▶ [TEXT SECTION]

The biggest challenge will likely be securing access to pre-trained models from developers across industry, academia, and government. In some cases, developers might be motivated to provide access by a desire to contribute to scientific progress, the prospect of external actors finding issues and ways to improve the model, or a belief that it might improve the organization’s reputation. The NAIRR could also create an expectation that models trained using NAIRR compute should be accessible through the platform. Access to particularly high-stakes government models in need of outside scrutiny could also potentially be mandated. Additionally, the NAIRR could consider incentivizing government agencies to provide API access to some of their more impactful models in exchange for access to compute resources or data (similar to a Stanford HAI proposal regarding data access).
Encouraging private actors to make their models accessible through the platform may be especially difficult. In some cases, companies may provide model access as a means to build trust with their consumers. They may recognize that the public will be far more trusting of claims concerning the safety, fairness, or positive impacts of their AI systems if these claims are vetted by outside researchers. For example, Facebook and Twitter have recently created APIs that allow outside researchers to scrutinize company data in a privacy-preserving manner. Further, the NAIRR could consider offering compensation to developers for making their models available via the API. Developers may also be particularly concerned about risks to intellectual property, something that can be assuaged by the NAIRR upholding high cybersecurity standards.
Crucially, the API should also be designed to thwart model misuse, while still ensuring easy access for research use. Multi-purpose models trained with NAIRR resources could be used maliciously, for instance by criminals, propagators of misinformation, or autocratic governments around the world. Large language models could, for example, significantly reduce the cost of large-scale misinformation campaigns. The NAIRR should take measures to avoid models trained with publicly funded compute being put to such uses. Misuse could be reduced by introducing a tiered access approach, as suggested in the Stanford HAI report for datasets hosted on the NAIRR. For instance, researchers might get easy access to most models but need to apply for access to models with high misuse potential. Further restrictions could then be placed on the queries or modifications that researchers are allowed to make to certain models. In addition, API usage should be monitored for suspicious activity (e.g. the generation of large amounts of political content).
Helping academic researchers share their models
An appropriately designed API could also solve a challenge the NAIRR will face as it provides compute and data for the training of large-scale models: academic researchers will likely want to share and build on models developed with NAIRR resources. At the same time, open-sourcing the models may come with the risk of misuse in some cases. By building an API and agreeing to host models itself, the NAIRR can address this problem: it can make it easy for researchers to share their models in a way that is responsive to misuse concerns.
Academics are significantly more likely to voluntarily make their models available via the API than private developers of SOTA models with a profit motive. As such, the NAIRR could start by focusing on providing infrastructure for academic researchers to share their models with each other, thereby building a proof-of-concept, and later introducing additional measures to secure access to models produced in industry and across government.

▶ [WORK REQUIRED] Transcribe the passage on NAIRR model access between "The biggest challenge" and "regarding data access).", inclusive.

▶ [GIVEN RECORDS]
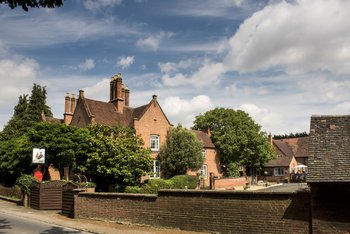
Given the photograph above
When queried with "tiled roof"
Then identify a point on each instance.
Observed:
(280, 161)
(283, 148)
(107, 114)
(53, 120)
(104, 112)
(299, 146)
(204, 138)
(284, 155)
(329, 149)
(139, 111)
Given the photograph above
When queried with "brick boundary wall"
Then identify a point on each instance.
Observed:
(10, 192)
(209, 211)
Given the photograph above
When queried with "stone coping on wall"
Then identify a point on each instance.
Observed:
(191, 192)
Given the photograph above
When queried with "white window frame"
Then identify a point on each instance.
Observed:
(279, 171)
(156, 169)
(204, 153)
(154, 142)
(204, 171)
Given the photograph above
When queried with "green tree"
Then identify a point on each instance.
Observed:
(115, 155)
(15, 159)
(37, 104)
(27, 113)
(13, 127)
(237, 137)
(25, 4)
(182, 151)
(291, 135)
(63, 144)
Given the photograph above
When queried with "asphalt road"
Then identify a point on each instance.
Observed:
(289, 187)
(10, 223)
(18, 219)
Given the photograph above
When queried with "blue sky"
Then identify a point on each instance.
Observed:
(280, 61)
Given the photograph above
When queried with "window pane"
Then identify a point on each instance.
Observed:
(204, 171)
(154, 142)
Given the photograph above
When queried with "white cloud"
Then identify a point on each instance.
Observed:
(206, 75)
(125, 62)
(266, 118)
(97, 4)
(321, 89)
(87, 65)
(153, 42)
(184, 110)
(17, 76)
(209, 8)
(300, 36)
(59, 27)
(170, 67)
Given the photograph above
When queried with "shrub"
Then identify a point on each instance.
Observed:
(133, 189)
(156, 184)
(24, 182)
(185, 181)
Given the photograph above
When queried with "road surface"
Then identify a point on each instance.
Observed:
(16, 224)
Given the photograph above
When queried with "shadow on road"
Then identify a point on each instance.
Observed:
(58, 230)
(4, 224)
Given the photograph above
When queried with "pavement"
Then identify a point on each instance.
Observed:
(87, 225)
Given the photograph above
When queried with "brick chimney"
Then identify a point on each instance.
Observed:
(116, 95)
(68, 115)
(127, 96)
(270, 138)
(73, 103)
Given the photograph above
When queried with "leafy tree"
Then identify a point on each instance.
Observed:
(291, 135)
(37, 104)
(237, 137)
(15, 159)
(16, 122)
(115, 155)
(181, 152)
(62, 143)
(25, 4)
(27, 113)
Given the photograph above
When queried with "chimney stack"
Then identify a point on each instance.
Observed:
(73, 103)
(127, 96)
(270, 138)
(67, 104)
(116, 92)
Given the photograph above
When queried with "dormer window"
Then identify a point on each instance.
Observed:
(154, 143)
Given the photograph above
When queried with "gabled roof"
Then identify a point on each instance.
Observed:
(106, 113)
(204, 138)
(299, 146)
(284, 155)
(283, 148)
(329, 149)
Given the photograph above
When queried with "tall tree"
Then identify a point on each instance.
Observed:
(16, 122)
(62, 143)
(25, 4)
(37, 104)
(237, 137)
(27, 113)
(181, 152)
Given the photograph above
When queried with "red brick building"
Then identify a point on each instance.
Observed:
(149, 122)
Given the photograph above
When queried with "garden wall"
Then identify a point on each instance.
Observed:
(211, 211)
(10, 192)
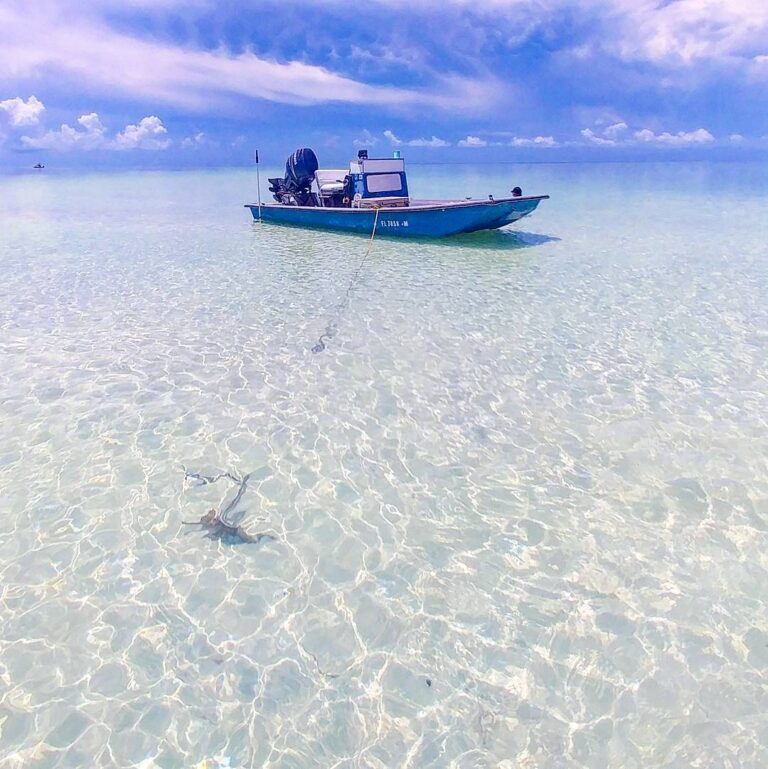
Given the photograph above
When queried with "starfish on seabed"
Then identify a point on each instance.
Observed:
(225, 524)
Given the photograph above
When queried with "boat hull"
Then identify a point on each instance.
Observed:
(428, 219)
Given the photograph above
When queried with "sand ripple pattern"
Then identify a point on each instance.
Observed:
(518, 513)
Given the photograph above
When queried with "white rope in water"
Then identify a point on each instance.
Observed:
(330, 329)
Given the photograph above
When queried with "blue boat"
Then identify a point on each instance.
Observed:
(373, 197)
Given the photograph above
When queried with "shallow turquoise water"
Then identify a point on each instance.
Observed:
(518, 508)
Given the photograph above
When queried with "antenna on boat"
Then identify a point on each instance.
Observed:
(258, 180)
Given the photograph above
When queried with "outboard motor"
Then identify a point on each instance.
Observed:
(296, 188)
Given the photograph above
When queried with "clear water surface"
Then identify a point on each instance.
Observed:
(517, 512)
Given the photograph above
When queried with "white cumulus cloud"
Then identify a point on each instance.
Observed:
(366, 139)
(473, 141)
(538, 141)
(615, 130)
(591, 136)
(149, 134)
(433, 142)
(196, 140)
(699, 136)
(92, 135)
(394, 140)
(23, 113)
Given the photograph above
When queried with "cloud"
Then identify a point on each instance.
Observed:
(699, 136)
(23, 113)
(366, 139)
(99, 59)
(148, 134)
(200, 140)
(433, 142)
(473, 141)
(394, 140)
(538, 141)
(615, 130)
(591, 136)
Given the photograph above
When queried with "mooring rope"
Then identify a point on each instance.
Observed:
(330, 329)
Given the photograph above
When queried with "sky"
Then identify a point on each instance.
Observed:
(166, 83)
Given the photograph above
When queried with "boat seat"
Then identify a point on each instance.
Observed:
(330, 180)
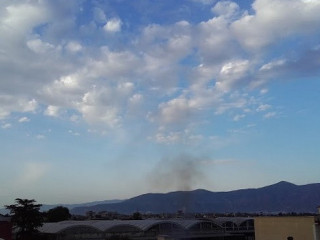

▶ [EXERCISE OUTPUT]
The biggest challenge will likely be securing access to pre-trained models from developers across industry, academia, and government. In some cases, developers might be motivated to provide access by a desire to contribute to scientific progress, the prospect of external actors finding issues and ways to improve the model, or a belief that it might improve the organization’s reputation. The NAIRR could also create an expectation that models trained using NAIRR compute should be accessible through the platform. Access to particularly high-stakes government models in need of outside scrutiny could also potentially be mandated. Additionally, the NAIRR could consider incentivizing government agencies to provide API access to some of their more impactful models in exchange for access to compute resources or data (similar to a Stanford HAI proposal regarding data access).